**Task prompt:**
Turn the stretch of the rows below, from the line containing "target = pink cloud" through the line containing "column 366, row 262", both ends included, into a Markdown table with the columns Num and Entry. Give each line its own number, skip blank lines, and leave out everything outside that stretch.
────────
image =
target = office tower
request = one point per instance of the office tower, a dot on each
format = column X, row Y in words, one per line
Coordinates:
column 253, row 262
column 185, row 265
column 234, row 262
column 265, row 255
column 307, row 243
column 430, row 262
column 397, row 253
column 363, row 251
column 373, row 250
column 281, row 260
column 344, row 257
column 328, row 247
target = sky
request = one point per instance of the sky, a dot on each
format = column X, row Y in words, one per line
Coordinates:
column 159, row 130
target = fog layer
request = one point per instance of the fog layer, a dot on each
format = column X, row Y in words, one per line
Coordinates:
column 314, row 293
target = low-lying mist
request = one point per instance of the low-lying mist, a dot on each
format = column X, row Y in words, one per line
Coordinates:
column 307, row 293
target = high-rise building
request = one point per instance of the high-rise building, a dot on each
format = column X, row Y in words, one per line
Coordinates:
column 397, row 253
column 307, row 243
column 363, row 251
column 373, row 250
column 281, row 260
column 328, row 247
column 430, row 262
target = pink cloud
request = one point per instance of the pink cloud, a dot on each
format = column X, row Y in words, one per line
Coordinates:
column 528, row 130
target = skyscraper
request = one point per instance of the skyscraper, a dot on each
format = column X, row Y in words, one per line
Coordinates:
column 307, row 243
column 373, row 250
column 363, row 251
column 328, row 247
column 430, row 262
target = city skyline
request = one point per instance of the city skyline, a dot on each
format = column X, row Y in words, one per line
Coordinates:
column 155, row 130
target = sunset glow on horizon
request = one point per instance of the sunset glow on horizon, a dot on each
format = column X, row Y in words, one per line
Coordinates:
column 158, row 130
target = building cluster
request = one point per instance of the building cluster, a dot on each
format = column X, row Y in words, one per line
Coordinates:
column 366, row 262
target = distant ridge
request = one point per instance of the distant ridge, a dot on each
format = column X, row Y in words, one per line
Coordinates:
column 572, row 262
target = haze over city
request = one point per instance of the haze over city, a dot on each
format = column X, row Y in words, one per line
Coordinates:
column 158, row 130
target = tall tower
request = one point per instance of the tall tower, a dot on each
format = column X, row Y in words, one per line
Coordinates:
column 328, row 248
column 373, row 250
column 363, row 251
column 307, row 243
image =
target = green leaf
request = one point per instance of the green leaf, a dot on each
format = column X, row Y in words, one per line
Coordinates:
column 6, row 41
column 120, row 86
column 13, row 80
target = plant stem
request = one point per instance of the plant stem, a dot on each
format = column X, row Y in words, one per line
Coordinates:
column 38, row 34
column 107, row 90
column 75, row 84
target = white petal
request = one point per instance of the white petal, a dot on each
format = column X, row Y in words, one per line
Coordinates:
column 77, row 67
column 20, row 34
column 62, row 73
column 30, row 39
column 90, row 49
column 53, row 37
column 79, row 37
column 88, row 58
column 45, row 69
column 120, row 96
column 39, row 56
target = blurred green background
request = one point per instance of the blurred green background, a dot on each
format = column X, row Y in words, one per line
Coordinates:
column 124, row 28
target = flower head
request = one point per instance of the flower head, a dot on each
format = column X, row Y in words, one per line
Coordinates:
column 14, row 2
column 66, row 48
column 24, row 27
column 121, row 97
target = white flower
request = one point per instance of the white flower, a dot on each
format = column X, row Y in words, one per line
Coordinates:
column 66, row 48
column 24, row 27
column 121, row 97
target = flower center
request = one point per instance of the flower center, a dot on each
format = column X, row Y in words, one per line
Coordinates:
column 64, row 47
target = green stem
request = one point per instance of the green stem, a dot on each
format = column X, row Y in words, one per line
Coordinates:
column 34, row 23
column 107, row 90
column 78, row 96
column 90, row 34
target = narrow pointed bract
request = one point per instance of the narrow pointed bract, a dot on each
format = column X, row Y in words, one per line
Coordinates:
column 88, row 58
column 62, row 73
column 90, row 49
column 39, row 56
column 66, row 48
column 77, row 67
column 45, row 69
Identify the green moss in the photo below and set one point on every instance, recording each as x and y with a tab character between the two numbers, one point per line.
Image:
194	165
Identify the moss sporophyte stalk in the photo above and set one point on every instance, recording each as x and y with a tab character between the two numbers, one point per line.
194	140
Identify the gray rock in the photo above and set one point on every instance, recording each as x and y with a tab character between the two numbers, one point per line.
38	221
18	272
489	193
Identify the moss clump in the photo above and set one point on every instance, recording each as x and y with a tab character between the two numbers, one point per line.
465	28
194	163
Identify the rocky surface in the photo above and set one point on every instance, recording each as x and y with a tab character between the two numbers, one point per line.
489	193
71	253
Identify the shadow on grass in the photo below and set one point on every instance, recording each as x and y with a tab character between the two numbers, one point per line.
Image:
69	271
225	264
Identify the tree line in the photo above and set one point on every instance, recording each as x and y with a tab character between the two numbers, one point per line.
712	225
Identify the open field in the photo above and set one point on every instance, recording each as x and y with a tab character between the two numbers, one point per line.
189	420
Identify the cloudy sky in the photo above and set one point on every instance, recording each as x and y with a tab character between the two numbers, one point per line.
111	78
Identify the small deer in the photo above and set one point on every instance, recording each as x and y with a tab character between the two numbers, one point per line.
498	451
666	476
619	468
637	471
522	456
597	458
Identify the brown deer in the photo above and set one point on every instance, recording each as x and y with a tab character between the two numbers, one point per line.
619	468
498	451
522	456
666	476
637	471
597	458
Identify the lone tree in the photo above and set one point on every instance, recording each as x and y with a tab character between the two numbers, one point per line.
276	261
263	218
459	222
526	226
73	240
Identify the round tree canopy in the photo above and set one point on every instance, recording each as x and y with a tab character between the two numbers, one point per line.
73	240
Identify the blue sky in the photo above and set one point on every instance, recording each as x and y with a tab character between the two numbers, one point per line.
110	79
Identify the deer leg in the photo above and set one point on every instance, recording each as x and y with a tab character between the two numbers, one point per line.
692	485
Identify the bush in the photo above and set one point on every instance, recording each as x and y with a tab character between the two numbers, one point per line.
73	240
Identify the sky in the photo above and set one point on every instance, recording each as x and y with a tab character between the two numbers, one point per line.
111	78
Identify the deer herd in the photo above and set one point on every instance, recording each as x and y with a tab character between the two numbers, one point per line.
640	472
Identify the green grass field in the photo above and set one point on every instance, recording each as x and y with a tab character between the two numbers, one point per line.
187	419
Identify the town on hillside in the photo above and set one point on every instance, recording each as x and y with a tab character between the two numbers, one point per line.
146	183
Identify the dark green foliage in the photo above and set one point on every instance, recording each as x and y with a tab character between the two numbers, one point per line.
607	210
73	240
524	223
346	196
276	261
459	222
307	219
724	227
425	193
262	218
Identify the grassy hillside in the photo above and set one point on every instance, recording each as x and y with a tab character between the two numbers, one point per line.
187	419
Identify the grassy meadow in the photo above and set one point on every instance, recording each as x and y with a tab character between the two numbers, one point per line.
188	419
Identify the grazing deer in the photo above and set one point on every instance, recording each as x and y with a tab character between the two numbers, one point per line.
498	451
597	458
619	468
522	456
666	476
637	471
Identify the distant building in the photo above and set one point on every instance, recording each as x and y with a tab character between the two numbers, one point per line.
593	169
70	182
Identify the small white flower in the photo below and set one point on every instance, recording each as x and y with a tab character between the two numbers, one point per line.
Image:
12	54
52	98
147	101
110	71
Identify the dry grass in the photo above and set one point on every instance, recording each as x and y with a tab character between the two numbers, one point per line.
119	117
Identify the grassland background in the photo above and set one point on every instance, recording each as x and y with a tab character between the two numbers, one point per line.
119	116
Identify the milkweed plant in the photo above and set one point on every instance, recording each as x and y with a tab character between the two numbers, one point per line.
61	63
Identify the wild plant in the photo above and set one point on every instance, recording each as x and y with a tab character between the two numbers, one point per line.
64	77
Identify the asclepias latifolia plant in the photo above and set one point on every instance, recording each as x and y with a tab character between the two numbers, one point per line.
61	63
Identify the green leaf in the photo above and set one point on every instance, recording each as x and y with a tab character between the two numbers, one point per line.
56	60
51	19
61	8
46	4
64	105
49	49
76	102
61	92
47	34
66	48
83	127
────────
**Task solution:**
| Num | Entry |
|---|---|
| 1 | target = pink cloud |
| 2 | request = one point per instance of the pink cloud, a dot on each |
| 3 | format = column X, row Y in words, one per line |
| 4 | Coordinates: |
| 5 | column 528, row 130 |
| 6 | target = skyscraper |
| 7 | request = one point per instance of the skyscraper, a dot on each |
| 8 | format = column X, row Y in words, one per line |
| 9 | Coordinates: |
| 10 | column 307, row 243 |
| 11 | column 373, row 250 |
| 12 | column 363, row 251 |
| 13 | column 328, row 247 |
| 14 | column 430, row 262 |
| 15 | target = city skyline |
| 16 | request = one point per instance of the city skyline, a dot on each |
| 17 | format = column X, row Y in words, one per line |
| 18 | Coordinates: |
| 19 | column 155, row 130 |
| 20 | target = sunset glow on horizon |
| 21 | request = one point per instance of the sunset glow on horizon, a dot on each |
| 22 | format = column X, row Y in words, one per line |
| 23 | Coordinates: |
| 24 | column 158, row 130 |
| 25 | target = building cluster |
| 26 | request = one point per instance of the building cluster, a dot on each |
| 27 | format = column X, row Y in words, one per line |
| 28 | Coordinates: |
| 29 | column 366, row 262 |